(PASSAGE GIVEN)
Wednesday, November 23, 2011

The Witch As Superhero

The Witch As Superhero

One thing I picked up, as a result of www.RPGNow.com ’s ‘Teach Your Kids to Game’ week, and the associated discounts is the Witch Girls Adventures roleplaying game (Channel M Games, 2009). I’d been curious about the book for a long time, and now that I own it, I figured I’d talk about it a bit here.


First off, I am in total love with this game. Character generation is my favorite part of gaming, possibly because these days, cut off from a regular game group, I can still bust out a rulebook and experiment with different builds for various systems. Witch Girls has amazingly quick and fun char-gen, which is a huge plus.

Let’s run through char-gen.

Chargen is freeform, but guided a little bit by a simple template. Basically you pick a Clique (your social group, which determines your outlook towards magic and the size of your Magic Die, and decides what spread of dice you get for your attributes), you then assign dice to your other attributes as desired.

Then, pick 2 talents (equivalent to D20 feats in utility and power), 1 heritage (like a mini-template, in D20 terms, that offers a powerful advantage and corresponding disadvantage). Finally, you pick choose your skills (which really help define your character’s personality and interests), your known types of magic, a few specific spells and some very fun magical equipment. I made my first Witch Girls character in about 15 minutes; in my experience only Big Eyes, Small Mouth (2nd edition) has faster or easier char-gen.

(EXERCISES)
A) Answer these questions from the Witch Girls Adventures review.
(i) Which company published Witch Girls Adventures, and in what year?
(ii) How long did the writer take to make a first Witch Girls character?
(iii) What does a heritage offer a character?
B) Extend the Witch Girls Adventures review, starting after its last sentence.

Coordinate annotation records
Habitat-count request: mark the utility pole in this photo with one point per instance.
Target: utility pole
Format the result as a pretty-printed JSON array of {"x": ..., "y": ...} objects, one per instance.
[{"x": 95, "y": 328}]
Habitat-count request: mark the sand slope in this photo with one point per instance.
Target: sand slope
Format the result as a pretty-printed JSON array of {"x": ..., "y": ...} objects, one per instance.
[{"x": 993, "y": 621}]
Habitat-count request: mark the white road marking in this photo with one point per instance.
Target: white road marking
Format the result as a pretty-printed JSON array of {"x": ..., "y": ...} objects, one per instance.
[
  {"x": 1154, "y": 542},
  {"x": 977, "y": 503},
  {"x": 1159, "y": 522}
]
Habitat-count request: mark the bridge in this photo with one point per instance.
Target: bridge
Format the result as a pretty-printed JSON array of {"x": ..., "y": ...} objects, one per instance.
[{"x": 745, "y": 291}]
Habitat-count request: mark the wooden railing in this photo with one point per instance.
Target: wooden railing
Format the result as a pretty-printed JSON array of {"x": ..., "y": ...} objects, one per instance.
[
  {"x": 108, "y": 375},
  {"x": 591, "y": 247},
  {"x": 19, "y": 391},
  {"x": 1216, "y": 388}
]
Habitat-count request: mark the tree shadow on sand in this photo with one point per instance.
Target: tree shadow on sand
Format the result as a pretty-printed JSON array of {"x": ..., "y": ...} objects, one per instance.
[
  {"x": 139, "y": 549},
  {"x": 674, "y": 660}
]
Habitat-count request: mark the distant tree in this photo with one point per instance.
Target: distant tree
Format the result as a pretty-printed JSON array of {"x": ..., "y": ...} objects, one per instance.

(THE RESULTS)
A)
(i) Channel M Games, 2009.
(ii) About 15 minutes.
(iii) A powerful advantage and a corresponding disadvantage.

B)
Oh, since most gamers want to know the basic resolution method used in a system, Witch Girls Adventures uses attribute plus skill versus either a target number or an opponent’s roll. Say you’re trying to hack a computer, and you assigned a D8 to Mind, and have 3 ranks in Computers. You’d roll D8 + 3 and hope you beat the difficulty. Quick, workable and easily understood. I also like the fact that combat (both magical and mundane) slightly favors the defenders, which should keep character death to a minimum. A character’s basic, passive defenses are equal to a defensive attribute +3, which makes it a bit harder, statistically speaking, for an attacker to kill a heroine.

As Witch Girls is targeted at young gamers, keeping the PCs alive for a few sessions is a plus in my book; leave cheap deaths and highly lethal settings for older and more experienced gamers. Of course, as characters (and their opponents) get more powerful, and gain more ranks in Fight and Casting (the basic offensive skills), these training wheels come off a bit. It becomes more common to find more and more stuff with significantly more than just 3 ranks in Fight or Casting.

Enough about system.

Why do I love this game so much? First off, I like elegant rules, and these are. The traits and heritages, which are the real meat of char-gen cover most of the possibilities commonly found in the genre (magical/ modern fantasy tween literature) and leave lots of room for future supplements without excessive power-creep, making them well designed from both a gaming and a commercial standpoint. I also am digging the artwork: adorable describes the gamebook nicely.

Anyway, as I’m reading the rulebook, I start seeing thematic commonalties between Witch Girls and other tween/teen-focused magical fiction, and even mass media stuff aimed at a slightly older audience like Charmed. Call it the concept of “witch as superhero”…. to me, as a pagan and an author, it’s a fascinating concept.

What is the Witch as Superhero anyway? What kind of character fits that mold?

  1. Female, of course.
  2. Magical, intelligent, wise, attractive.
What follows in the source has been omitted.